**Direction:** Return the exact lines spanning from the line with "of the man's" through the last line of the entries, boundaries included, and no others.

**Data provided:**
════
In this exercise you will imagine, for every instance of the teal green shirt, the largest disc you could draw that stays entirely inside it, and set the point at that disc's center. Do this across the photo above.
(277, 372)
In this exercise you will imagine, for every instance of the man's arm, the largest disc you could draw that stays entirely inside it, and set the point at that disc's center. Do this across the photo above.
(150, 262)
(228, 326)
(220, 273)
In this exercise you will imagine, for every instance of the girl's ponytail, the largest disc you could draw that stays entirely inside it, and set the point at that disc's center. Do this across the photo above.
════
**Result of the task:**
In this exercise you will imagine, for every instance of the man's arm, the largest disc you could draw that stays entirely inside it, and set the point at that disc's center. Do this across the photo above.
(150, 262)
(228, 326)
(220, 273)
In this exercise you will imagine, for every instance of the girl's ponytail, the largest disc you could draw that stays entirely inside it, and set the point at that disc's center. Do this across the photo above.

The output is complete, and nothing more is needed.